- [Short exercise]
Retype precisely the section of the data that starts at the line containing "Box the white building." and runs to its final line, ends included.

##########

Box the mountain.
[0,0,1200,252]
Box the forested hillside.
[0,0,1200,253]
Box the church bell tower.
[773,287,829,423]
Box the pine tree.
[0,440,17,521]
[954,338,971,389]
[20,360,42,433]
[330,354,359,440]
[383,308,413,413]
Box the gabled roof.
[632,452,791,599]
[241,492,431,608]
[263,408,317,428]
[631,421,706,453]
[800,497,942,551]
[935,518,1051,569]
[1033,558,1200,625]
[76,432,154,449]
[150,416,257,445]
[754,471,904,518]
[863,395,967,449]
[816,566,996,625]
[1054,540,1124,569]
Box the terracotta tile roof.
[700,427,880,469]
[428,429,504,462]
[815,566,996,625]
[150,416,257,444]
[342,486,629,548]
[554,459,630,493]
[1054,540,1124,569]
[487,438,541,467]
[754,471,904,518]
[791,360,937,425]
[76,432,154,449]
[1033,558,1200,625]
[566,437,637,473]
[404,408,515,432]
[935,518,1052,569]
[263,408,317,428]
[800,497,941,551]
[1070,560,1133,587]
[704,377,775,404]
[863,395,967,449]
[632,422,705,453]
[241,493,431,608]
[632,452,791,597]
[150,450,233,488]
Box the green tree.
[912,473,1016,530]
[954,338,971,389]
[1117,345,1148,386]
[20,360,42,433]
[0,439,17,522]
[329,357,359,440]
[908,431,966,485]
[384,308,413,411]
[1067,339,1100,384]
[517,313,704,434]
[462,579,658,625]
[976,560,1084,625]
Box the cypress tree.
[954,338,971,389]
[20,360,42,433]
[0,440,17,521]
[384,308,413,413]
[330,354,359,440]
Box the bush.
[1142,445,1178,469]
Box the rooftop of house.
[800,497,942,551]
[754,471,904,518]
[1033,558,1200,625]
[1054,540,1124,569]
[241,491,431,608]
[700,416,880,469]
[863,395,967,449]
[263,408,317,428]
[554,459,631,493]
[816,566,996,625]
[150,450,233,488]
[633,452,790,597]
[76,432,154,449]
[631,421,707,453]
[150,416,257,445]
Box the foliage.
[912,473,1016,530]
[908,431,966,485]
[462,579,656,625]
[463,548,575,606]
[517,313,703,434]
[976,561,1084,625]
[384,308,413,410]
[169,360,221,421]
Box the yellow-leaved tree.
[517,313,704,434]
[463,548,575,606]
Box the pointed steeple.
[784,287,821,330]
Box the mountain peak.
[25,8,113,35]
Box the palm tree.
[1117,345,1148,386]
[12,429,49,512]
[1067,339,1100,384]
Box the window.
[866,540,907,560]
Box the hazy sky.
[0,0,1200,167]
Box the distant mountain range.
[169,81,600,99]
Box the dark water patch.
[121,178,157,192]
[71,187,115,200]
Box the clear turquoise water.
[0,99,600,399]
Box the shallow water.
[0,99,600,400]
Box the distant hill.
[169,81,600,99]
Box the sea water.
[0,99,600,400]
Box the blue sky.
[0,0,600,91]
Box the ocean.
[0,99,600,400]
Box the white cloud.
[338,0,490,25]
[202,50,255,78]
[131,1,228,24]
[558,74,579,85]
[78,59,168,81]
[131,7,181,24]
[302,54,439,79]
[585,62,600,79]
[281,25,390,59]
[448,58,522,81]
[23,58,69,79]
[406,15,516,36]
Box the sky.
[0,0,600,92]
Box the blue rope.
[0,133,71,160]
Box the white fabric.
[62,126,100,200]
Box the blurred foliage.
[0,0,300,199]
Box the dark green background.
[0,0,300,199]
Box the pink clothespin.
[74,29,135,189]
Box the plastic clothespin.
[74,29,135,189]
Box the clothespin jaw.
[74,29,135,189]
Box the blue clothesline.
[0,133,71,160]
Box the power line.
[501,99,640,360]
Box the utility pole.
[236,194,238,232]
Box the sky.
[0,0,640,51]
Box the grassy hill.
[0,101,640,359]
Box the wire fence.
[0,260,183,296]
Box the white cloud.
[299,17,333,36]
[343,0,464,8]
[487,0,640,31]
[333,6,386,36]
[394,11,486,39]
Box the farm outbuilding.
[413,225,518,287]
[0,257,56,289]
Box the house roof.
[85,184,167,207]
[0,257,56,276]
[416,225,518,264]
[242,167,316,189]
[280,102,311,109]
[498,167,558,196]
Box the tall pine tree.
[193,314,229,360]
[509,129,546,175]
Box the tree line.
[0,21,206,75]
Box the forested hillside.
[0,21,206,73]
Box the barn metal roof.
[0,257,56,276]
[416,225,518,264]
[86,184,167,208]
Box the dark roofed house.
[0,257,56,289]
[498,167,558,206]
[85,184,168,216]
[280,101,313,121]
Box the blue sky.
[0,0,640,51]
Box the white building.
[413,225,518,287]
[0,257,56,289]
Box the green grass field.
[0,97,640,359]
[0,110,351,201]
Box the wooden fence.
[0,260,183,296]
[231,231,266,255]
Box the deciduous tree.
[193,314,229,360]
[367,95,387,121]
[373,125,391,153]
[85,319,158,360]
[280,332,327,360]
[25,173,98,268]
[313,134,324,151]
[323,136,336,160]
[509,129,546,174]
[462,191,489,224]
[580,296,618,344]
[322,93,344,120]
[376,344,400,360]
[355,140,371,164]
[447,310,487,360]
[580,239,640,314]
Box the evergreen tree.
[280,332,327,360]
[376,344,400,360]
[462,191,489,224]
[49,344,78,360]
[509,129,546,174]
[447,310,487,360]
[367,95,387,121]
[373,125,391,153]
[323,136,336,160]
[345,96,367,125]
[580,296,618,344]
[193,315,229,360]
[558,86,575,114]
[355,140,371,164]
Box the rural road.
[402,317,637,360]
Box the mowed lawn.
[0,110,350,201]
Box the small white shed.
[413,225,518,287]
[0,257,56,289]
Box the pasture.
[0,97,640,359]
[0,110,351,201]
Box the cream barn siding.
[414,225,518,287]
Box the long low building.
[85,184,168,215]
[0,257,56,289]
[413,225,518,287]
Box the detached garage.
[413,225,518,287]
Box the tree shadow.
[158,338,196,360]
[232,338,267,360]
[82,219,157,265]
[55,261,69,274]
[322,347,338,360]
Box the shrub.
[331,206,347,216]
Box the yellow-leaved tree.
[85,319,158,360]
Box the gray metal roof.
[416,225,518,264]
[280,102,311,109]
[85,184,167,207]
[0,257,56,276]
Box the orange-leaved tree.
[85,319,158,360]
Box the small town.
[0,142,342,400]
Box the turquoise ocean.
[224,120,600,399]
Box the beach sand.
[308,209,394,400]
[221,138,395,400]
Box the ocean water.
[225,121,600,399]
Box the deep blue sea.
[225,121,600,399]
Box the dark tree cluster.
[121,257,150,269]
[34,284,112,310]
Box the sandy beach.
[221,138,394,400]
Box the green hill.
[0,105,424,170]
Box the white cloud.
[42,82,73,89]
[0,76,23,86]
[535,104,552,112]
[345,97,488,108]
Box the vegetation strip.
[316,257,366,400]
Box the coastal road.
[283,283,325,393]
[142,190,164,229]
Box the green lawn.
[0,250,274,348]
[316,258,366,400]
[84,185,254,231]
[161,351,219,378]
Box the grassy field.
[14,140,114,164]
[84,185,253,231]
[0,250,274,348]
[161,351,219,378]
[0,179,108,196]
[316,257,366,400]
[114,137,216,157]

##########

- [Complete response]
Box the white building.
[413,225,518,287]
[0,257,56,289]
Box the green grass field.
[0,97,640,359]
[0,110,351,201]
Box the wooden fence.
[0,260,183,296]
[231,231,266,255]
Box the deciduous tree.
[193,314,229,360]
[367,95,387,121]
[373,125,391,153]
[85,319,158,360]
[280,332,327,360]
[25,173,98,268]
[313,134,324,151]
[323,136,336,160]
[509,129,546,174]
[462,191,489,224]
[580,296,618,344]
[322,93,344,120]
[376,344,400,360]
[355,140,371,164]
[447,310,487,360]
[580,239,640,314]
Box the evergreen tree.
[280,332,327,360]
[376,344,400,360]
[462,191,489,224]
[49,344,78,360]
[509,129,546,174]
[447,310,487,360]
[367,95,387,121]
[373,125,391,153]
[323,136,336,160]
[345,96,367,125]
[580,296,618,344]
[193,315,229,360]
[558,86,575,114]
[355,140,371,164]
Box the rural road.
[402,317,637,360]
Box the mowed lawn.
[0,110,350,201]
Box the small white shed.
[413,225,518,287]
[0,257,56,289]
Box the pasture.
[0,97,640,359]
[0,110,351,201]
Box the cream barn siding.
[414,225,518,287]
Box the long low building.
[85,184,168,215]
[0,257,56,289]
[413,225,518,287]
Box the detached garage.
[413,225,518,287]
Box the tree shadow.
[158,338,196,360]
[232,338,267,360]
[82,219,157,265]
[55,261,69,274]
[322,347,338,360]
Box the shrub.
[331,206,347,216]
Box the yellow-leaved tree.
[85,319,158,360]
Box the gray metal roof.
[416,225,518,264]
[280,102,311,109]
[85,184,167,207]
[0,257,56,276]
Box the orange-leaved tree.
[85,319,158,360]
Box the small town.
[0,142,342,400]
Box the turquoise ocean.
[224,120,600,399]
Box the beach sand.
[308,209,394,400]
[221,138,395,400]
Box the ocean water.
[225,121,600,399]
Box the deep blue sea.
[225,121,600,399]
Box the dark tree cluster.
[121,257,150,269]
[34,284,112,310]
Box the sandy beach.
[221,138,394,400]
Box the green hill.
[0,105,424,170]
Box the white cloud.
[42,82,73,89]
[0,76,23,86]
[535,104,552,112]
[345,97,488,108]
Box the vegetation strip.
[316,257,366,400]
Box the coastal road.
[283,283,325,393]
[142,190,164,229]
Box the green lawn.
[0,250,274,348]
[316,258,366,400]
[84,185,254,231]
[161,351,219,378]
Box the grassy field.
[14,140,114,164]
[84,185,253,231]
[0,250,274,348]
[161,351,219,378]
[0,179,108,196]
[316,257,366,400]
[114,137,216,157]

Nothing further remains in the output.